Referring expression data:

▬▬▬▬▬▬

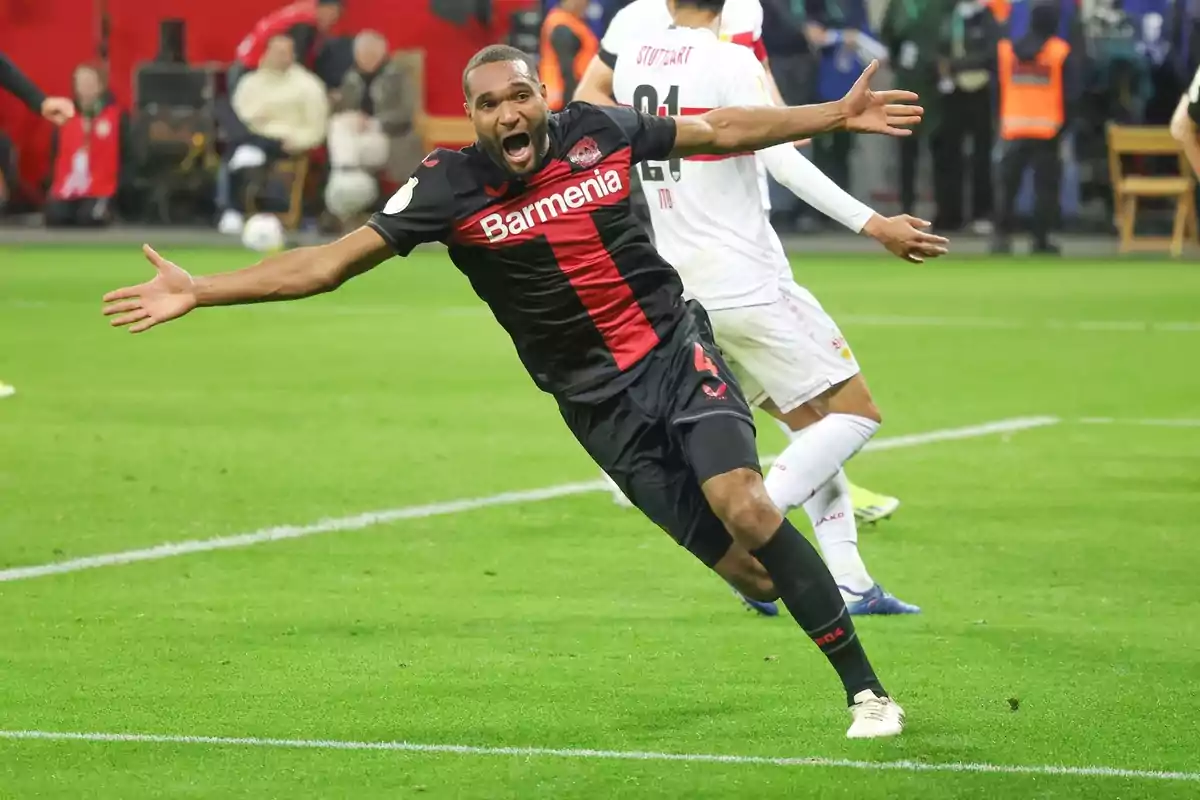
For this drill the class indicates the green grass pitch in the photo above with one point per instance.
(1056, 565)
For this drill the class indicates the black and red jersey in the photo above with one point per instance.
(557, 254)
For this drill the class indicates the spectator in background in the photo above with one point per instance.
(912, 31)
(55, 109)
(88, 155)
(795, 67)
(966, 61)
(567, 48)
(1039, 83)
(1183, 124)
(373, 107)
(286, 113)
(307, 23)
(840, 30)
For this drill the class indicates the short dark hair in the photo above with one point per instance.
(715, 6)
(497, 54)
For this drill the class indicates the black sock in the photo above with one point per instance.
(810, 594)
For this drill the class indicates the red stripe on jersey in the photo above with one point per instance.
(557, 205)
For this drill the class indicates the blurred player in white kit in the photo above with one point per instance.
(709, 223)
(741, 23)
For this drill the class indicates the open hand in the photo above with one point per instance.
(906, 236)
(58, 109)
(880, 112)
(171, 293)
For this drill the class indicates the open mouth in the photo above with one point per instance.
(517, 149)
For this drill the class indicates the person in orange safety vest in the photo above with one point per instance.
(90, 156)
(1038, 82)
(567, 48)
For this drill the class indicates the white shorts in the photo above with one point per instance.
(789, 350)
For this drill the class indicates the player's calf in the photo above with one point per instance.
(797, 572)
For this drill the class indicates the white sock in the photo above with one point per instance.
(815, 457)
(792, 435)
(833, 522)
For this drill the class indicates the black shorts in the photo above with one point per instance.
(681, 422)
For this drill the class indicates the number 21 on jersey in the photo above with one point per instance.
(646, 100)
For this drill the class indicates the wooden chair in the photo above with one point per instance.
(1127, 190)
(294, 173)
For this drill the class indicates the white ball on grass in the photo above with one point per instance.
(263, 233)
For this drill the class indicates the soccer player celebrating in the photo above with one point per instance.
(537, 216)
(789, 355)
(741, 23)
(55, 109)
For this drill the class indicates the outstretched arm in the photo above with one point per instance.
(802, 178)
(595, 85)
(904, 235)
(745, 128)
(295, 274)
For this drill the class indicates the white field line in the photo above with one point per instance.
(606, 755)
(370, 518)
(865, 320)
(997, 323)
(1150, 423)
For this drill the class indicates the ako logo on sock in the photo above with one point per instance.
(829, 638)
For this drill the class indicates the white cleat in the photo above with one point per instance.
(875, 716)
(618, 497)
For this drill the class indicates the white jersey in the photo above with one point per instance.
(708, 215)
(741, 24)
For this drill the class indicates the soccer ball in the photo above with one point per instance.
(263, 233)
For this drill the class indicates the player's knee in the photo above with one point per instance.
(742, 503)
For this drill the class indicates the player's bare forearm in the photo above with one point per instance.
(744, 128)
(595, 85)
(772, 86)
(294, 274)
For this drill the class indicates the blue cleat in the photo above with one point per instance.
(876, 601)
(763, 607)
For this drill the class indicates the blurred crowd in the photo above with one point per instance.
(1122, 60)
(339, 114)
(297, 107)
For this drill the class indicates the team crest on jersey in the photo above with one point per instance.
(585, 152)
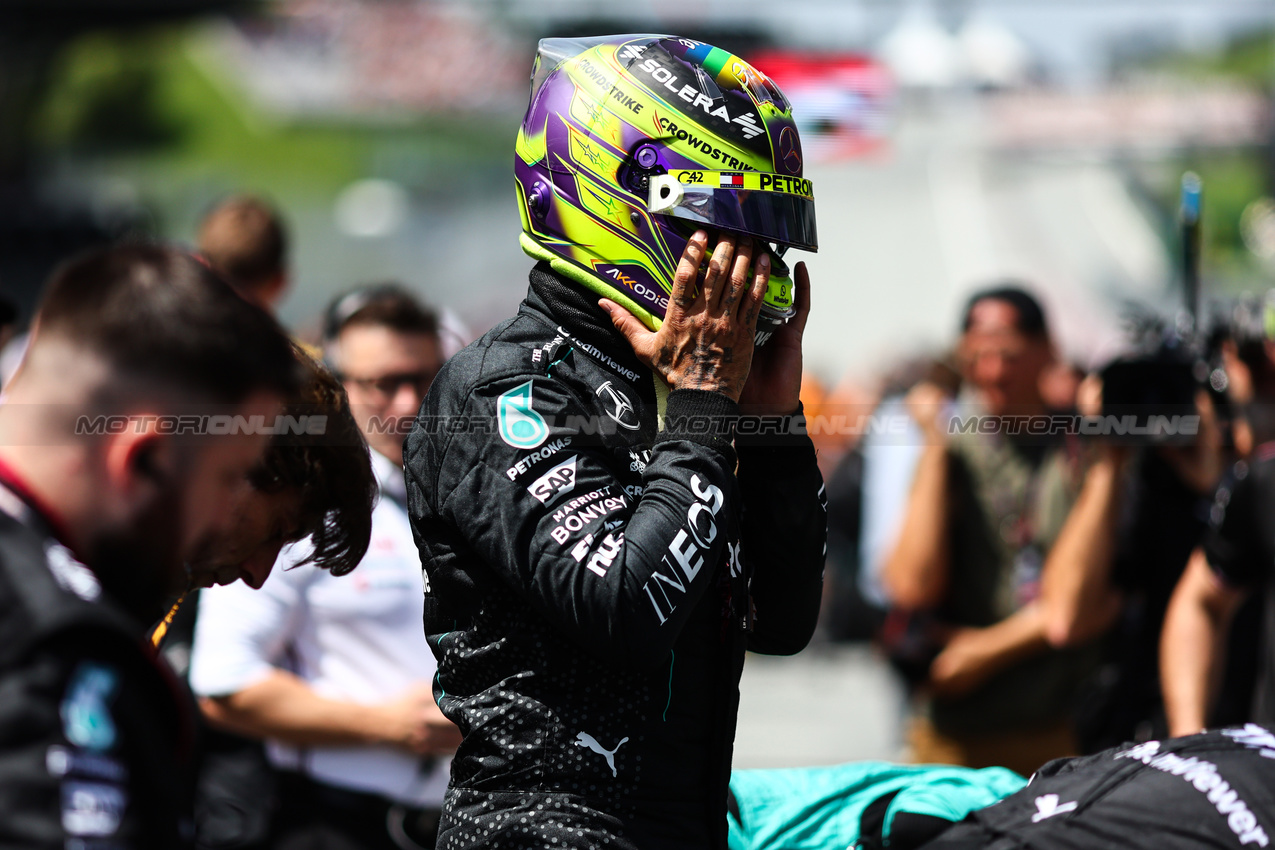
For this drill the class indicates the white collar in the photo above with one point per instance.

▬▬▬▬▬▬

# [PROBLEM STATEMENT]
Pictures excluded, return exactly the lines from the one with "For this drill the class indicates the team" through the final line of the entries above, both included.

# [YOUR SOLUTION]
For this drill the class indicates the team crest on jersey in the photo above with one point per instance.
(585, 152)
For this drill the class indicates the white collar in the photo above with one point per instance.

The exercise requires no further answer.